[Point annotation dataset records]
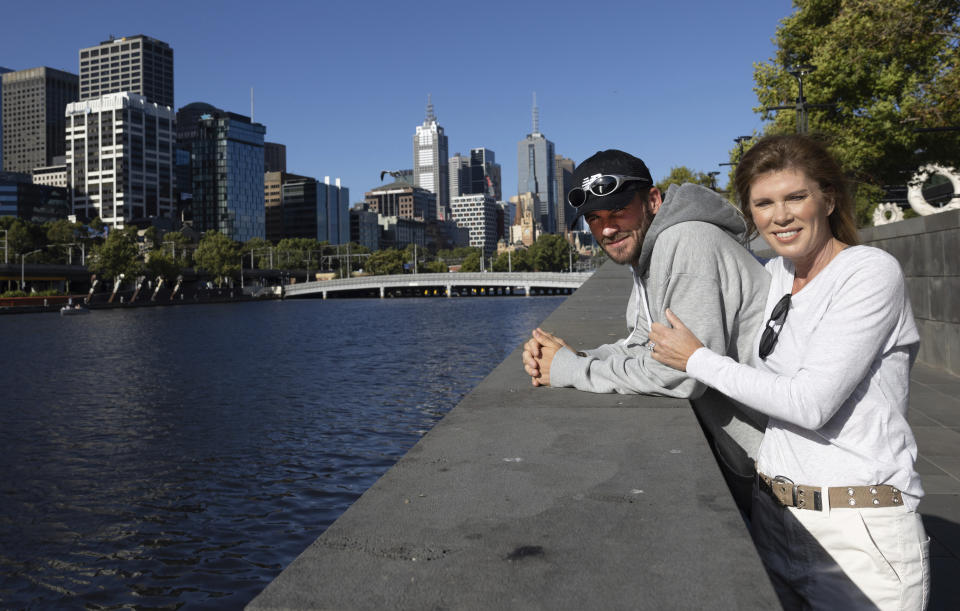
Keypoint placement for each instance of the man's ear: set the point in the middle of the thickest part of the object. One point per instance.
(654, 199)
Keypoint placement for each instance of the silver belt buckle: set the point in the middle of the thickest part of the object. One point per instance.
(780, 479)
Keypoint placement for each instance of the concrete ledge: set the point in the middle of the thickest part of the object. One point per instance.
(541, 499)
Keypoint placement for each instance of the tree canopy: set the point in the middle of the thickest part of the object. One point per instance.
(682, 174)
(217, 255)
(117, 255)
(886, 70)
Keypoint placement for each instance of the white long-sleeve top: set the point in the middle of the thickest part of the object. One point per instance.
(836, 384)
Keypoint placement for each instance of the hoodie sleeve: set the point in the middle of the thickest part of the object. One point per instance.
(627, 367)
(684, 276)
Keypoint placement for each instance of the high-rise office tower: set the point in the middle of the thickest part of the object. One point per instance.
(478, 213)
(485, 173)
(273, 184)
(274, 157)
(226, 161)
(459, 168)
(33, 118)
(563, 182)
(120, 155)
(2, 71)
(139, 64)
(338, 213)
(535, 163)
(430, 169)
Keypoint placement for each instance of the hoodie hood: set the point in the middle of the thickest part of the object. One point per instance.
(690, 202)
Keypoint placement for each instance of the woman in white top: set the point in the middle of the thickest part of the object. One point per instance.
(834, 505)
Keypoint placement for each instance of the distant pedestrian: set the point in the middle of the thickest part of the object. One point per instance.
(834, 506)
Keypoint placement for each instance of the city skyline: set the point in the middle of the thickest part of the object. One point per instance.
(672, 85)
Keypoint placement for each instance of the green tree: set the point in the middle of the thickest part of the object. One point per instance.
(518, 261)
(383, 262)
(116, 255)
(152, 236)
(471, 263)
(217, 255)
(260, 248)
(885, 68)
(433, 267)
(61, 231)
(179, 246)
(682, 174)
(162, 264)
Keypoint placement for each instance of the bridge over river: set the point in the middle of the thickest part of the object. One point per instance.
(450, 284)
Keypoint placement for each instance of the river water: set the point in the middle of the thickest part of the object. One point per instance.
(181, 457)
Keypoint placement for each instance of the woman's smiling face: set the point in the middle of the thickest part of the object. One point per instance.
(791, 212)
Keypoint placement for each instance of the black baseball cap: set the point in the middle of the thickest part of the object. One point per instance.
(610, 161)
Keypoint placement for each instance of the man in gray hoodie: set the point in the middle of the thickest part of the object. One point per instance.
(685, 254)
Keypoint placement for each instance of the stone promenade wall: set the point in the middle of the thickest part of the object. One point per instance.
(542, 498)
(928, 249)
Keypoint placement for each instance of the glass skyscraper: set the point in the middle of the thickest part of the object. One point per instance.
(535, 168)
(430, 165)
(226, 160)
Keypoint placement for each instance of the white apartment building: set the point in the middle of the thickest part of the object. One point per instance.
(52, 176)
(120, 154)
(478, 214)
(430, 162)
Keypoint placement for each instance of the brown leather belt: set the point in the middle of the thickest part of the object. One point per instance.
(788, 494)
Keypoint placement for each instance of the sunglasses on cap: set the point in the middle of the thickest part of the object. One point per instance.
(600, 185)
(772, 331)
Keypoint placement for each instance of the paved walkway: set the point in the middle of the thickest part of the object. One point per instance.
(935, 417)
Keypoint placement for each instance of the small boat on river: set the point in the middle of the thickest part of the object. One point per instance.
(72, 309)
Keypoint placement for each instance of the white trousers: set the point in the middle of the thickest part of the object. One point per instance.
(843, 558)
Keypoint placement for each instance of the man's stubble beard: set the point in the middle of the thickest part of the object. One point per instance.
(629, 253)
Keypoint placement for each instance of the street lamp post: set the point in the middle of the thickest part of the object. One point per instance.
(739, 140)
(798, 73)
(713, 179)
(23, 259)
(801, 106)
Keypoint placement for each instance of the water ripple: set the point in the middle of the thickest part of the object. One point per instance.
(180, 457)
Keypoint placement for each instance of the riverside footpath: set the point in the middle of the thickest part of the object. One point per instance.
(541, 498)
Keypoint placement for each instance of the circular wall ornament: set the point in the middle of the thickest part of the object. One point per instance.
(887, 212)
(915, 189)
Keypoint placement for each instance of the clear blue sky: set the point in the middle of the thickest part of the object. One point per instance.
(344, 84)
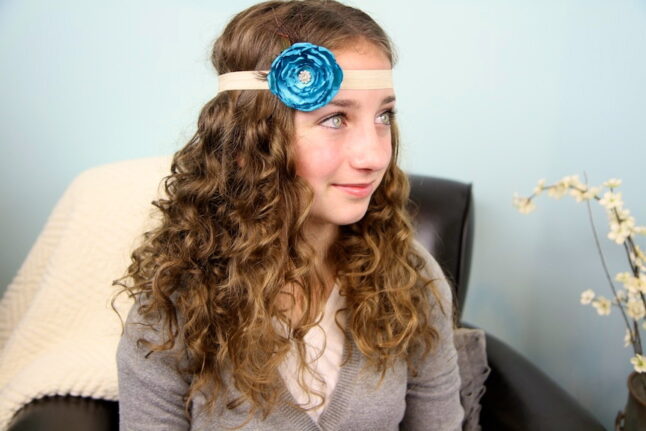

## WRITTEN INSTRUCTION
Scale the data from the line containing "Keypoint placement for each instance of the sunglasses" through the end of the data, both ends included, reproducing every line with its requests and multiplying each point coordinate by 0.6, rounded to the nearest whole number with halves rounded up. Omit the pictures from your answer.

## ANSWER TO THE PROBLEM
Keypoint placement for each instance of the sunglasses on cap: set the point in the middle of the thickest part of the object. One point per instance.
(360, 111)
(463, 199)
Keypoint placement for each instance of the paved walkway: set the point in the middle of the thickest part of the object. One point per instance.
(561, 250)
Keypoint placement for each instance of the small boat on river: set the point in the middle of the thickest part of the object. One point per instance.
(43, 185)
Keypoint placement for each instance of the white trousers: set the point in the middle of the thickest part of the object. One point per instance.
(506, 335)
Keypoint placement for each instance of the man's stubble beard: set the point in the middle of the thickest part of the object. One point per instance.
(377, 152)
Keypoint placement for each instance of the street lamp post: set the point in the middle of the thickest part of the object. One point per instance.
(443, 84)
(479, 44)
(428, 107)
(14, 155)
(481, 64)
Keypoint placement for each instance of the water ripple: set the point in the middle of the thickest part of the object. One point per instance.
(108, 274)
Keypoint placement for each instance of the riverside footpath: set the point in the middle of the thickest part of the object. One point per instance.
(325, 299)
Keypoint placement for each instance of the circular wall ornament: set the point in the middle of the thickest part of the object. One point per instance.
(532, 127)
(549, 113)
Keypoint placement for each instance of the clear blue sky: set the point in the middle of the thickest part of the object. One point per instance.
(206, 50)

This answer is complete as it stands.